## [Goal of the exercise]
Copy the records below word for word, keeping every line unchanged.

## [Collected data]
------------------------------------------------------------

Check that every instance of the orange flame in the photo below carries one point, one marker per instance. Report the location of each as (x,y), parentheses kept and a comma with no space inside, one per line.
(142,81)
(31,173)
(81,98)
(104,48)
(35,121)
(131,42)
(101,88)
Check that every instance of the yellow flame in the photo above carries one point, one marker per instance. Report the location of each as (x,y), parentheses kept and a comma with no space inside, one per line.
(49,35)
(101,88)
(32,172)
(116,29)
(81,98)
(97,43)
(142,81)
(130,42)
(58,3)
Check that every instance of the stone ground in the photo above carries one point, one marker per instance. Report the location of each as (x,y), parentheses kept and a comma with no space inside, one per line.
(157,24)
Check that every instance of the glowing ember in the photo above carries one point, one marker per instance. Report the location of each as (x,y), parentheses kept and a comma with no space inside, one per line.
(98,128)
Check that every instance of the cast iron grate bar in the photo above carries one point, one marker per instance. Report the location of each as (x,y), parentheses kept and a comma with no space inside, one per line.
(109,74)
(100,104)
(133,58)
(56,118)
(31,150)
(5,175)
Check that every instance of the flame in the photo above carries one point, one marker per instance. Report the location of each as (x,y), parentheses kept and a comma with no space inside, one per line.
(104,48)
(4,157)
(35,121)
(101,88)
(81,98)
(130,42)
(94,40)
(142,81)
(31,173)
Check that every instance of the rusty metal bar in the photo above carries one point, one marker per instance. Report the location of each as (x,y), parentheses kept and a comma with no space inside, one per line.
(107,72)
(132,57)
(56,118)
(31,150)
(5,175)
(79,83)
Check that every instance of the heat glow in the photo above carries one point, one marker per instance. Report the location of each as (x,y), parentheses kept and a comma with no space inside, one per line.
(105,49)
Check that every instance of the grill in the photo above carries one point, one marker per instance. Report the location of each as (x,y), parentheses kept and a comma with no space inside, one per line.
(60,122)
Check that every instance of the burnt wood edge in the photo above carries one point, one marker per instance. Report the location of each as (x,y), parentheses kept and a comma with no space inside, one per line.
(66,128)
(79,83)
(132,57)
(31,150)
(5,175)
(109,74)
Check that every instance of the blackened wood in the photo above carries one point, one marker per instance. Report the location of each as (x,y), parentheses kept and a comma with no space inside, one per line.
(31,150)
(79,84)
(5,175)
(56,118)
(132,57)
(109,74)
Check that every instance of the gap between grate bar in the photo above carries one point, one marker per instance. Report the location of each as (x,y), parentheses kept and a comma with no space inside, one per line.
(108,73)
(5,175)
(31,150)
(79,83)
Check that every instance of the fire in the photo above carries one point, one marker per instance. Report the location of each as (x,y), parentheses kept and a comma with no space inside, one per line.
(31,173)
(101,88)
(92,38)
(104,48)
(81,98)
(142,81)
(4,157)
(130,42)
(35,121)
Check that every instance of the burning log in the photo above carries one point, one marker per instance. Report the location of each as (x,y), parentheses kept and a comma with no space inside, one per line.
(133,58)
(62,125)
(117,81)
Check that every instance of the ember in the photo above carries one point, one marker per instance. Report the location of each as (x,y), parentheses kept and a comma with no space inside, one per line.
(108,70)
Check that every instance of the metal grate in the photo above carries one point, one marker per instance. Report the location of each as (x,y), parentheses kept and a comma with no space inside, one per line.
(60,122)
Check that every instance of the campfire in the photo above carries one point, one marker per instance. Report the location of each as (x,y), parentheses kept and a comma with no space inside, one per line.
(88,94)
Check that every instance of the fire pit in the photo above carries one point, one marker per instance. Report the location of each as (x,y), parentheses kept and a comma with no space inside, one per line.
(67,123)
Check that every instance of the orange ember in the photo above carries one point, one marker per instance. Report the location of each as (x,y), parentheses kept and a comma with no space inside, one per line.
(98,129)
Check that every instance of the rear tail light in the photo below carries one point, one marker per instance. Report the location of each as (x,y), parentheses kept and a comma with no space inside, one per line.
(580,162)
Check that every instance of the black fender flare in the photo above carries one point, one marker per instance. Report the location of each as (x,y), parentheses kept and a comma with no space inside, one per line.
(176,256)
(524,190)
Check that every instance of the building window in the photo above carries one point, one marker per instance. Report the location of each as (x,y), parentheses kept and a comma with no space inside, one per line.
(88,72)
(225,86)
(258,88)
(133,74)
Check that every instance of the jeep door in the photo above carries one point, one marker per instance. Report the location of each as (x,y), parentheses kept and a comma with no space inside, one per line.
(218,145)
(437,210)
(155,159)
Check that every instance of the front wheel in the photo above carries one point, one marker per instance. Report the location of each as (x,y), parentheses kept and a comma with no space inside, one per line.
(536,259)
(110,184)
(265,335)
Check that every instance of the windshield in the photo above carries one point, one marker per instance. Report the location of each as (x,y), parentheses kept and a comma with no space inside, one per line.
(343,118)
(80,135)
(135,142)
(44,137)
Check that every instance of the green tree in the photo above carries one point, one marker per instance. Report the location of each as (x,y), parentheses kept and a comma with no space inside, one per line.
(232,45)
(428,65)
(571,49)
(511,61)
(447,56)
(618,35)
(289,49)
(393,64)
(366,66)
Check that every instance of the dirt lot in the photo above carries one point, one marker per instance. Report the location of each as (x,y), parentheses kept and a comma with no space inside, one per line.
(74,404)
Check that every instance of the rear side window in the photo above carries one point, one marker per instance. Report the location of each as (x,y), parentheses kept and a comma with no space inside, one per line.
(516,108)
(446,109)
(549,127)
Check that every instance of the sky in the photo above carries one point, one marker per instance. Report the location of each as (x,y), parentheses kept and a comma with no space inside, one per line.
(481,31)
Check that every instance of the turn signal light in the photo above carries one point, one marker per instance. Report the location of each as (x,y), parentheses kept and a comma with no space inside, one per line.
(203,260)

------------------------------------------------------------

## [The answer]
Check that every instance of the orange flame in the photo below carries one point, one marker per instance. Report the location of each as (x,y), parentheses kept and a comma with no space inside, one per line.
(142,81)
(31,173)
(81,98)
(104,48)
(35,121)
(131,42)
(101,88)
Check that every instance of the yellow flame in the photo above carries one point, one marker per instance. Report the location of each as (x,y), parentheses kept and a comma with no space inside, one per line.
(49,35)
(101,88)
(32,172)
(116,29)
(81,98)
(97,43)
(142,81)
(130,42)
(58,3)
Check that every instance of the stone ground in the photo above carries one point, one marker per instance. Report the location of each as (x,y), parentheses kept and a comma with no space inside, one per line.
(157,24)
Check that every instance of the glowing ember in the photo above carries one point, one marker per instance. Report the location of each as (x,y), parentheses kept and a comma with no space inside, one per line.
(98,128)
Check that every instance of the cast iron grate bar in the photo above carries one point, one marker per instance. Report the location of each as (x,y), parentheses kept and a comma with no space inside, one per line.
(109,74)
(100,104)
(133,58)
(56,118)
(31,150)
(5,175)
Check that every instance of the flame in the photo above carries one point, one marker per instance. Report the location of each as (x,y), parentheses kept and a comma with no space inside, one per line.
(104,48)
(4,157)
(35,121)
(101,88)
(81,98)
(130,42)
(94,40)
(142,81)
(31,173)
Check that every instance of the rusty metal bar in the photo above carries one point, one marker per instance. Report the location of each as (x,y), parentheses kept and a comma with no space inside, one per line.
(107,72)
(132,57)
(56,118)
(31,150)
(5,175)
(79,83)
Check that every instance of the heat glow in the photo above carries one point, one marker per instance. Report the location of each as (x,y), parentheses kept and a comma with no space inside, one per line.
(105,49)
Check that every instance of the grill in the photo above carries one point, one marker per instance. Report the location of each as (x,y), parentheses kept and a comma with no space inside, one per line.
(60,122)
Check that every instance of the burnt wood edge in the photo above carries one point, one marker per instance. Report the location of each as (x,y), parentheses kept and a comma with no space inside, one per line.
(66,128)
(79,83)
(132,57)
(31,150)
(5,175)
(109,74)
Check that every instance of the blackened wood in the photo above carries one point, one marker per instance. Report the location of each as (x,y), parentheses kept and a comma with no space inside, one per line.
(31,150)
(79,84)
(5,175)
(56,118)
(132,57)
(109,74)
Check that every instance of the gap between grate bar in the photo above carries one point, one marker per instance. Report the location of each as (x,y), parentheses kept and a comma with no space inside, one per line.
(108,73)
(5,175)
(31,150)
(79,83)
Check that every instance of the fire in the photo above carries one point, one marker per instance. Report the location of each as (x,y), parentheses kept and a comma with no space inside, one per line.
(31,173)
(101,88)
(92,38)
(104,48)
(81,98)
(142,81)
(4,157)
(130,42)
(35,121)
Check that every instance of the burning log in the photo above carries one point, one marker per instance. Report the location of each as (x,y), parentheses kept and a comma with no space inside, one per line.
(133,58)
(62,125)
(117,81)
Check that every instance of the ember in the photo above carries one point, one marker per instance. Report the location of each as (x,y), parentheses kept and a comma with no space inside, one per line.
(108,70)
Check that every instance of the metal grate in the photo above carries one point, one marker per instance. Report the location of each as (x,y), parentheses kept and a comma with no space inside, one per line.
(60,122)
Check that every instance of the campfire in the photo above carries one point, one marker per instance. Report the location of each as (x,y), parentheses kept and a comma with no space inside, one per line.
(88,94)
Check that every instance of the fire pit in the photo above carries one point, one marker per instance. Report the location of each as (x,y), parentheses kept and a comma with no space inside, one per line.
(67,123)
Check that every instance of the orange ember in the photo above carries one point, one marker per instance. Report the location of each as (x,y), parentheses kept and a comma with no space inside, one per line.
(98,129)
Check that every instance of the rear tail light in the photo below carries one point, one marker per instance. Report the location of each as (x,y), parentheses kept and a comma with no space inside, one per line.
(580,162)
Check that every instance of the black fender flare in the photo above carries one point, one marker per instance. Report the location of each as (x,y), parentheses kept and a comma with no space inside, one per line.
(176,256)
(524,190)
Check that every instance of the building window in the photo above carries one point, one marker per instance. Report the location of each as (x,y), parentheses kept and a comma with no space inside, one per line.
(88,72)
(225,86)
(258,88)
(133,74)
Check that every instance of the jeep door in the photo above carries one point, one marker per instance. Report the location of each as (x,y), parentheses kept and a comma with no space inside, one per line.
(218,145)
(437,210)
(155,159)
Check that every instance of the front wheel in the photo above carries one point, one marker per instance. Report the location of each as (x,y), parentheses kept and a comma with no space inside, one per line.
(536,259)
(110,184)
(265,335)
Check that every instance of the windshield in the photo above carries one point, one marker per instance. Report the location of each as (x,y), parentheses kept and a comma with no space inside, one per line.
(343,118)
(80,135)
(135,142)
(44,137)
Check that every instance of the green tree in the photo above carries one point, one marker per instance. Report the location of each as (x,y), parentheses kept and a comma with no space inside, one per line.
(232,45)
(428,65)
(571,49)
(511,61)
(447,56)
(618,35)
(289,49)
(393,64)
(366,66)
Check that every instance of the dirt lot in the photo above carries one point, one marker per instance. Report the location of each as (x,y), parentheses kept and a comma with no space inside, one per line.
(74,404)
Check that every instance of the rear side window in the photo above carries one point, one marker per instance. Report the location of each as (x,y), parentheses kept and a comma with no space inside, one per line.
(516,108)
(446,109)
(549,127)
Check that every instance of the sky in the photo above carries one point, one marker per instance. Report the location of each as (x,y), parentheses kept and a comma with no space inside, one per line.
(481,31)
Check that every instance of the turn signal light in the photo above carries one point, one marker per instance. Report the location of each as (x,y), parentheses kept and a comma with no space inside, one per line.
(203,260)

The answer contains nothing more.